Exercise aim -
Reproduce the following lines verbatim.
— start of Dataset records —
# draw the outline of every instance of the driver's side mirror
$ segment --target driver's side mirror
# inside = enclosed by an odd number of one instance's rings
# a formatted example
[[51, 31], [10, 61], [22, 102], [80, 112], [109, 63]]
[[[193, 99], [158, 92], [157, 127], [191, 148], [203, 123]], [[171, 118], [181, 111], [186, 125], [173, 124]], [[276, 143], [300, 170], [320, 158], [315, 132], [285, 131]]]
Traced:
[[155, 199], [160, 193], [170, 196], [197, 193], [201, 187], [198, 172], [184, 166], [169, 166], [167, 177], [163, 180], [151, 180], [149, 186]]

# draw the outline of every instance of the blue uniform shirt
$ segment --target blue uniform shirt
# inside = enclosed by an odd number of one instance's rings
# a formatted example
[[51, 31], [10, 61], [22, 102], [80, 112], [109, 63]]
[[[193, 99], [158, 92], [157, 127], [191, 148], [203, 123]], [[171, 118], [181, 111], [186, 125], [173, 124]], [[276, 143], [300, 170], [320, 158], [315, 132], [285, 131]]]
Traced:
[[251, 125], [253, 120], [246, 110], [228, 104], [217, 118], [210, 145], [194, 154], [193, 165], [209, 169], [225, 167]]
— end of Dataset records —
Worked solution -
# draw the outline of every instance of the driver's side mirror
$ segment --target driver's side mirror
# inside = enclosed by an odd number of one instance's rings
# a formatted example
[[51, 31], [10, 61], [22, 102], [80, 112], [109, 63]]
[[[193, 99], [158, 92], [157, 127], [191, 148], [203, 123]], [[171, 118], [181, 111], [186, 125], [173, 124]], [[276, 143], [300, 170], [320, 158], [315, 132], [285, 131]]]
Traced:
[[155, 199], [160, 193], [170, 196], [197, 193], [201, 187], [198, 172], [184, 166], [169, 166], [167, 177], [163, 180], [151, 180], [149, 186]]

# draw the outline of every instance of the blue uniform shirt
$ segment --target blue uniform shirt
# inside = enclosed by an odd number of one instance's rings
# a formatted example
[[51, 31], [10, 61], [22, 102], [80, 112], [109, 63]]
[[[193, 99], [158, 92], [157, 127], [191, 148], [203, 123]], [[171, 118], [181, 111], [186, 125], [173, 124]], [[276, 143], [300, 170], [320, 158], [315, 132], [285, 131]]]
Traced:
[[251, 125], [253, 120], [246, 110], [228, 104], [217, 118], [210, 145], [194, 154], [193, 165], [209, 169], [225, 167]]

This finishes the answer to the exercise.